> [WRITTEN REQUEST]: Could you swap "white window blind" for "pale window shade" in the records, starting at the line that contains "Warehouse pick-planner input: mark the white window" and running through the end of the records, and write out those lines again with nothing else changed? Leave the pictures out of your answer.
═══ DATA TO PROCESS
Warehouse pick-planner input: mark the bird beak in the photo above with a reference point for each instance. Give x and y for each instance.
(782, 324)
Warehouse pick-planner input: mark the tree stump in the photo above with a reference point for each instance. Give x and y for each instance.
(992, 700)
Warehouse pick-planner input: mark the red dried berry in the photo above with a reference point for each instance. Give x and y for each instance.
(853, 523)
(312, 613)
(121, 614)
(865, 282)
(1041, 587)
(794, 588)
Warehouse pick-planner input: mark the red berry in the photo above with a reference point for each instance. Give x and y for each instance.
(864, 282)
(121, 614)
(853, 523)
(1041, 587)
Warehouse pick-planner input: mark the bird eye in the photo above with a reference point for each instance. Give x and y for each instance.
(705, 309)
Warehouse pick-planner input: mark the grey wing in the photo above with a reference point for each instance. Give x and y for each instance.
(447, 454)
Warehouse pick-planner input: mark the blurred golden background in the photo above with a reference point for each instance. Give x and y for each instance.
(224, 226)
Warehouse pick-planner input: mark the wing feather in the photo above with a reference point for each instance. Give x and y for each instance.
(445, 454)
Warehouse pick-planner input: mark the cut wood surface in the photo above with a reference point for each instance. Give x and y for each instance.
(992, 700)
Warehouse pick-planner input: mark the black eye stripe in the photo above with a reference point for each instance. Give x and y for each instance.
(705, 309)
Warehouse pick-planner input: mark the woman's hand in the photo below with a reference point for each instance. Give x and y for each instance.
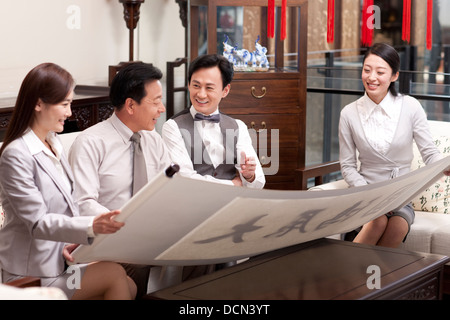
(105, 223)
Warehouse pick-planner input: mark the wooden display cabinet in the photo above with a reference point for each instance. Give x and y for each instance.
(272, 103)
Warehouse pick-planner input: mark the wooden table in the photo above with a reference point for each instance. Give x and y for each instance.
(323, 269)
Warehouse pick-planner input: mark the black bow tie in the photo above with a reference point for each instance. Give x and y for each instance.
(212, 118)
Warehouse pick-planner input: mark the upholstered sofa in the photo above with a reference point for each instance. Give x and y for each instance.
(430, 231)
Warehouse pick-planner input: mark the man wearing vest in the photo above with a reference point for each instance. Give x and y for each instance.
(206, 143)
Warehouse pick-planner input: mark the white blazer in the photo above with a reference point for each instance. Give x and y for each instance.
(41, 215)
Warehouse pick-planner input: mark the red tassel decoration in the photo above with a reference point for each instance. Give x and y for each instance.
(406, 24)
(271, 19)
(429, 24)
(330, 21)
(366, 31)
(283, 19)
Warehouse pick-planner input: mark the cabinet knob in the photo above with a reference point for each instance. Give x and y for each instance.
(264, 91)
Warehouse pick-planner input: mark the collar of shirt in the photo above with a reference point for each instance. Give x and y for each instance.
(124, 132)
(387, 105)
(35, 145)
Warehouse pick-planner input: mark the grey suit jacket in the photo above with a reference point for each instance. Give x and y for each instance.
(40, 213)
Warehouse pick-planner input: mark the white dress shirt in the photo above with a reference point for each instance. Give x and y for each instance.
(35, 145)
(212, 138)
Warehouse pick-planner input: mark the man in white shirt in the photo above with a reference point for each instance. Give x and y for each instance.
(209, 145)
(102, 155)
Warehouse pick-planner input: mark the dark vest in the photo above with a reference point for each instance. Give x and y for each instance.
(196, 148)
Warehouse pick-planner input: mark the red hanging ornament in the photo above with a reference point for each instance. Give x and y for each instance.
(366, 30)
(330, 21)
(406, 23)
(429, 24)
(283, 20)
(271, 19)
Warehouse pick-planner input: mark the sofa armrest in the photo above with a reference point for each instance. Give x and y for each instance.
(315, 171)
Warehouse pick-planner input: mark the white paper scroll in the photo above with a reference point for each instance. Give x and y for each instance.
(181, 221)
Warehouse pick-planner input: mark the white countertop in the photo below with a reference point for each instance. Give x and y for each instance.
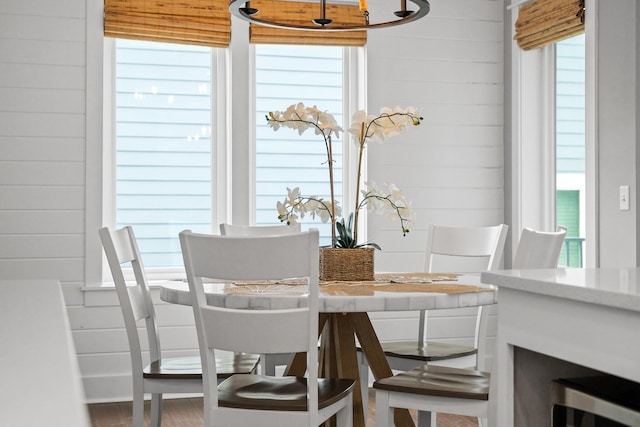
(41, 384)
(611, 287)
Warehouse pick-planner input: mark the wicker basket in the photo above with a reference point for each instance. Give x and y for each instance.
(346, 264)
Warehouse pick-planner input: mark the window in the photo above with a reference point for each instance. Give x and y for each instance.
(570, 146)
(286, 75)
(163, 144)
(164, 136)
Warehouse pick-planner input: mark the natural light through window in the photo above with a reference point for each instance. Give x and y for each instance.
(286, 75)
(163, 144)
(570, 147)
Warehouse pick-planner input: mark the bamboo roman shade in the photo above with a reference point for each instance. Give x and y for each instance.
(197, 22)
(542, 22)
(301, 13)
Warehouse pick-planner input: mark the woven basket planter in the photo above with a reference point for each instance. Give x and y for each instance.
(346, 264)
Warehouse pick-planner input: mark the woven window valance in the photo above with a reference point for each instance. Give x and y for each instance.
(198, 22)
(543, 22)
(303, 12)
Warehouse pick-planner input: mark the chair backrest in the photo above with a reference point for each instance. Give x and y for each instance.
(121, 248)
(486, 243)
(253, 331)
(227, 229)
(539, 249)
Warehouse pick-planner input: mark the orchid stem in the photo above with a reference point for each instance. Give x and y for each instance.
(333, 200)
(357, 209)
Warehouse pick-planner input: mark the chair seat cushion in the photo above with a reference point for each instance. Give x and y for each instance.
(278, 393)
(190, 367)
(439, 381)
(432, 351)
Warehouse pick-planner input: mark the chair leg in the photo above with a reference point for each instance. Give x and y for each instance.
(138, 404)
(156, 409)
(344, 417)
(363, 374)
(384, 413)
(427, 419)
(558, 416)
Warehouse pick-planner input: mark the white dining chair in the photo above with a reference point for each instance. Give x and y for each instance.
(459, 249)
(259, 399)
(431, 389)
(161, 375)
(227, 229)
(539, 249)
(268, 362)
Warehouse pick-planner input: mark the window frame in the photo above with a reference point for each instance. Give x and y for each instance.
(226, 162)
(532, 93)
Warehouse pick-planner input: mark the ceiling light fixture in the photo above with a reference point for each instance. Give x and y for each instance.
(323, 21)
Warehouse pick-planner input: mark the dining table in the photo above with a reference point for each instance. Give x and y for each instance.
(344, 315)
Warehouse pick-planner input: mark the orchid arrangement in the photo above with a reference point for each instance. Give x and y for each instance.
(364, 128)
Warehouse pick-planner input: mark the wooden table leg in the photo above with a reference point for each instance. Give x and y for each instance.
(298, 365)
(377, 360)
(347, 362)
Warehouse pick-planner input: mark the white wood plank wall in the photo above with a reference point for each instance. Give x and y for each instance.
(449, 63)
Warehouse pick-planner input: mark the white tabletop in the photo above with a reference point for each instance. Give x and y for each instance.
(288, 296)
(41, 382)
(611, 287)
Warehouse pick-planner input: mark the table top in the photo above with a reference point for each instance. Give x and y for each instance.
(390, 292)
(611, 287)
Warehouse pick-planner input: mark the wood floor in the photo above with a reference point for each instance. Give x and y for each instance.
(188, 413)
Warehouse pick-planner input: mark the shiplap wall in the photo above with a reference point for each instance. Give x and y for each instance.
(449, 63)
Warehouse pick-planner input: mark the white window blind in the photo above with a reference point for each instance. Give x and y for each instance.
(163, 144)
(287, 74)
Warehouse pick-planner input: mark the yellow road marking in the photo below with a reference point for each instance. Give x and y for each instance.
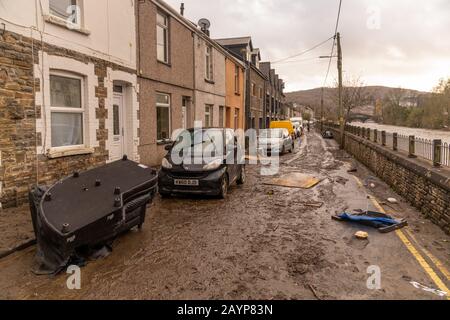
══════
> [SOLUTION TO THE PROBLEM]:
Warehouse pick-planner input: mark the pale window shade in the photo above with a reference point for each instance. Give x and y for each instance.
(163, 144)
(287, 74)
Warehouse pick-planner input: mark the yellow road marking in the photo below with a reference point for each instance. Give x and y for each instance.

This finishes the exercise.